SELECTED PASSAGE »
****************

One of them was Judy Siemens, who was filling out paperwork for her first Moderna vaccination early in the afternoon. The vaccination site was convenient for Siemens, a driver for Portage Transport who was hauling a load from Winnipeg, where she lives, to Oklahoma City, she said.

“I think it’s good that Manitoba and North Dakota are doing this. Definitely we should be on the top of the list because we go everywhere,” Siemens said.

Helmut Beckman, 69, felt more protected from contracting COVID-19 after receiving his first round of the vaccination, he said. He stopped at the Drayton rest stop on his way from Poplar Point, Manitoba, a town about 30 miles west of Winnipeg, to Fargo with a load.

“I’m almost 70 years old. It’s always in the back of my mind,” he said. “I very much appreciate that North Dakotans are doing this for Canadians.”

****************

DATA FOR REVIEW »
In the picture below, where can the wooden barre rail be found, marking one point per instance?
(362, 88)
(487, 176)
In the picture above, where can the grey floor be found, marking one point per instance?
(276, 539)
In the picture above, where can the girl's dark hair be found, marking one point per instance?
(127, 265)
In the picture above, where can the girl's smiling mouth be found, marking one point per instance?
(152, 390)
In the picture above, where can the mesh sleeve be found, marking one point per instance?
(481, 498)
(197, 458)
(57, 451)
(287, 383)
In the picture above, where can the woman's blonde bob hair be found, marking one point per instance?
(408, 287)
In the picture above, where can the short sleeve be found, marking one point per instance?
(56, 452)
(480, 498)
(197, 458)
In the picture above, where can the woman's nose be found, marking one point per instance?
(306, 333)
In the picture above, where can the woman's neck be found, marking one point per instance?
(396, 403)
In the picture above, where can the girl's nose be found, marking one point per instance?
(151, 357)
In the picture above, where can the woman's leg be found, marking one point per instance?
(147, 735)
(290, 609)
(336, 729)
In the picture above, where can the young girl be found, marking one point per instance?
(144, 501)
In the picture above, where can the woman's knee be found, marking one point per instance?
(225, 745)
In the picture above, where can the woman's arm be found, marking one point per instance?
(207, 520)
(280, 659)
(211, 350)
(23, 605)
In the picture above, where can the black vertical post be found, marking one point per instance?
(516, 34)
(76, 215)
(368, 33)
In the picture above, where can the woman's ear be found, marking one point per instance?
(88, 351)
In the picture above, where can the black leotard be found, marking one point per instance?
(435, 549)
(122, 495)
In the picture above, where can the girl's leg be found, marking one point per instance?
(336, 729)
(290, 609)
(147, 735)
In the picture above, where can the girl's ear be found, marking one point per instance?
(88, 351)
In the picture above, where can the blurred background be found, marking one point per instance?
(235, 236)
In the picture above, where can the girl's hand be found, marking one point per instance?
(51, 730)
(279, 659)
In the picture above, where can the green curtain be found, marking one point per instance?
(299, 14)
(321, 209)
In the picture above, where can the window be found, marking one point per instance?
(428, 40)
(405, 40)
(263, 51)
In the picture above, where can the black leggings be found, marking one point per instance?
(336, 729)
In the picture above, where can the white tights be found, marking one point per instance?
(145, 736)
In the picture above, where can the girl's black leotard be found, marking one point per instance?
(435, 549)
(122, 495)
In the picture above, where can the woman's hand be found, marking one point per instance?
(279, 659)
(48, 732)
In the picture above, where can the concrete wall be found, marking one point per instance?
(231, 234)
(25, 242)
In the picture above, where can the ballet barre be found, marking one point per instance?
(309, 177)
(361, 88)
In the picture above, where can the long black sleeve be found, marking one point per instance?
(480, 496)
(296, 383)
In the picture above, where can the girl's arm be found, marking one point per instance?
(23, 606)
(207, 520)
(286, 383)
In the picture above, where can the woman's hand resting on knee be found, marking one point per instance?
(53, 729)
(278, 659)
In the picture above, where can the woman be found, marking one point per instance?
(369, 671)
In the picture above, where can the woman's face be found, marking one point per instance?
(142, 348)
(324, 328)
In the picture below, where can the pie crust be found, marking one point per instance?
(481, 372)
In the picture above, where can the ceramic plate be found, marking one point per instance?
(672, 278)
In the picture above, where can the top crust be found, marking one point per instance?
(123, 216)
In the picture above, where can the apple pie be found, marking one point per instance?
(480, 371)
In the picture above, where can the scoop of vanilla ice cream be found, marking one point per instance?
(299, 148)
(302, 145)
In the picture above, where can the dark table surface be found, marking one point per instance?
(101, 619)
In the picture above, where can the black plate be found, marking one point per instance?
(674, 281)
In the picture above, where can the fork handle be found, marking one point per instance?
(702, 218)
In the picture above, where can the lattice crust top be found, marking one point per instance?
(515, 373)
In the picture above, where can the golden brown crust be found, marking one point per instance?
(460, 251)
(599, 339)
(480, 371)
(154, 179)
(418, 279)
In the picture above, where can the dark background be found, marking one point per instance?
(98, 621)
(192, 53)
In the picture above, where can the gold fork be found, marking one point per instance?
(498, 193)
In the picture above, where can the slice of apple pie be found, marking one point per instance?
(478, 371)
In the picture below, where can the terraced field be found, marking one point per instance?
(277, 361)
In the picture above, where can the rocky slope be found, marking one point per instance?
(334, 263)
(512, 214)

****************

EXERCISE DESCRIPTION »
In the passage on vaccinations at the Drayton rest stop, which company does Judy Siemens drive for? The data has nothing to do with the text.

ANSWER SPACE »
Portage Transport.